◆ 元の文章
◇ ◇ ◇

山下泰平の趣味の方法

これは趣味について考えるブログです

ぶつかり男を初めて見た

駅を歩いていたら前にいた小柄な女性がいきなり後ろ向きにジャンプしてきたので、なんだこいつ頭おかしいのか?って思ったんだけど、よくよく観察してみるとオッさんが女性に突進し、軽く飛ばされてしまったといった状況だった。

無駄に女性にぶつかっていく、ぶつかり男、あるいはぶつかりおじさんの存在は知っていたので、おそらくこれがぶつかりおじさんなのだろうと認識することはできた。そこで正義感の強い私は周囲の人達と協力してオッさんをとっ捕まえ、拷問をして二度と電車に乗れない身体にしてやったというようなスカッとストーリーみたいなのがインターネットだと好まれるが、現実はそれほどドラマチックではない。オッさんは意味の分からないことをブツブツ言いながらそのままどこかに行ってしまい、女性も何事もなかったかのように歩き続けていた。

私が歩きながら考えていたのは、あれが本当にぶつかり男なのだろうかということであった。

もちろん注意したほうが良かったのかな……などといったことも思わなくもなかった。しかしなんだかんだで2秒くらいの出来事だし、かなりの反射神経がないと注意とか不可能だと思われる。人がわりと多くいたのでオッさんをつかまえようと大きなアクションを取ると、私が他人にぶつかって第二のぶつかりおじさんが誕生するだけである。あと女性的にも、他人がワーワー騒いだら余計に不愉快みたいなところもあるんじゃないのかとか、色々なことを考えるんだけど、それよりも強く思ったのが、先にも書いた通り、あれは本当にぶつかりおじさんなのかなといった疑問であった。

◇ ◇ ◇

◆ やること
1. 元の文章のうち、"これは趣味について考えるブログです"から始まり"だろうかということであった。"で終わる部分を、一字一句変えずに書き写してください。
2. 元の文章によると、女性に突進した男性はそのあとどうしましたか。

指し示しデータセットのレコード
◇ ◇ ◇

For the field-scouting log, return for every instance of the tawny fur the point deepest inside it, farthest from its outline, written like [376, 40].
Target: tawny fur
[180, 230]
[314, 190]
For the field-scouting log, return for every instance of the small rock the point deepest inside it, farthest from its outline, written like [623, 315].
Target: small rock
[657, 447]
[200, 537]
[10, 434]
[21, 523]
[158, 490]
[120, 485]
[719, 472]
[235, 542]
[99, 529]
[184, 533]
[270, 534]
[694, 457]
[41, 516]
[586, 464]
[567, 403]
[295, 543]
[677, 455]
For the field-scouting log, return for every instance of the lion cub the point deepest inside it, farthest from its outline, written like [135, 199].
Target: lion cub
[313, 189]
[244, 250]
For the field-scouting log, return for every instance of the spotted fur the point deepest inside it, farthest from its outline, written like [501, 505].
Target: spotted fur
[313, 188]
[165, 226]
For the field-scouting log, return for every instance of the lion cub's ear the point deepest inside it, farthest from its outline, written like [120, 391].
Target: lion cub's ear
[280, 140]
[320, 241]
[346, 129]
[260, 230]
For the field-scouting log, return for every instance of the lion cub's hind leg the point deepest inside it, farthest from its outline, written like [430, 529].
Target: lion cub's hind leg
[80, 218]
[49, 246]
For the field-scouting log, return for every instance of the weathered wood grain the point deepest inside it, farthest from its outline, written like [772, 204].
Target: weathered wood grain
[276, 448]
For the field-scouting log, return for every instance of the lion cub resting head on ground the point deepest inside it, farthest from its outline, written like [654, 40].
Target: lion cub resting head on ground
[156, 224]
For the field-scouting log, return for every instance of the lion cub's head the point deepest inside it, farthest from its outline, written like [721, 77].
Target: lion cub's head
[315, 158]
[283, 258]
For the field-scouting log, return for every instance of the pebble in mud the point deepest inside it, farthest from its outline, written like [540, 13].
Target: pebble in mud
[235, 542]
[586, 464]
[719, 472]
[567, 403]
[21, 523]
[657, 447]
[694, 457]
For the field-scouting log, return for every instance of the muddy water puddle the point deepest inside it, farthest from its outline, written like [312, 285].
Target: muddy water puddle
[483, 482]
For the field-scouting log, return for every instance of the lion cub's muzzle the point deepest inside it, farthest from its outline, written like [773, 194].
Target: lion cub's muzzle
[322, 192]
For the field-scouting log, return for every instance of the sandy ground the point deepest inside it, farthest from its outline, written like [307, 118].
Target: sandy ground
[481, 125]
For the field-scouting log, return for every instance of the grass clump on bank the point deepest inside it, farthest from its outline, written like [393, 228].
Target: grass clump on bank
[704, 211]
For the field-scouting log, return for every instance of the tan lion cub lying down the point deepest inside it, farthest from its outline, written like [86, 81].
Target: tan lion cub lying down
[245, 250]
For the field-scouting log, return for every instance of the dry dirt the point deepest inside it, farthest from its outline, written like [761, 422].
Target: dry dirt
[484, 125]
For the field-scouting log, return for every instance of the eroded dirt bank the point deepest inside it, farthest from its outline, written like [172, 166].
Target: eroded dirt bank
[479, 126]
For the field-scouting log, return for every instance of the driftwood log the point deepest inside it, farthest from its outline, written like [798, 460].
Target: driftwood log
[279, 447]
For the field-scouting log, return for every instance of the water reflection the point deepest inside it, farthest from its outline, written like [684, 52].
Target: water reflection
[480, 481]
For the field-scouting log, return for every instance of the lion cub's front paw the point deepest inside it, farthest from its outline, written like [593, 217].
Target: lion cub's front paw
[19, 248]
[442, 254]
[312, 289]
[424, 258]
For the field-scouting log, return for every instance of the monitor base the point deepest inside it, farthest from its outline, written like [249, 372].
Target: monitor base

◇ ◇ ◇

◆ 課題ごとの答え
1.
これは趣味について考えるブログです

ぶつかり男を初めて見た

駅を歩いていたら前にいた小柄な女性がいきなり後ろ向きにジャンプしてきたので、なんだこいつ頭おかしいのか?って思ったんだけど、よくよく観察してみるとオッさんが女性に突進し、軽く飛ばされてしまったといった状況だった。

無駄に女性にぶつかっていく、ぶつかり男、あるいはぶつかりおじさんの存在は知っていたので、おそらくこれがぶつかりおじさんなのだろうと認識することはできた。そこで正義感の強い私は周囲の人達と協力してオッさんをとっ捕まえ、拷問をして二度と電車に乗れない身体にしてやったというようなスカッとストーリーみたいなのがインターネットだと好まれるが、現実はそれほどドラマチックではない。オッさんは意味の分からないことをブツブツ言いながらそのままどこかに行ってしまい、女性も何事もなかったかのように歩き続けていた。

私が歩きながら考えていたのは、あれが本当にぶつかり男なのだろうかということであった。

2. 意味の分からないことをブツブツ言いながら、そのままどこかに行ってしまいました。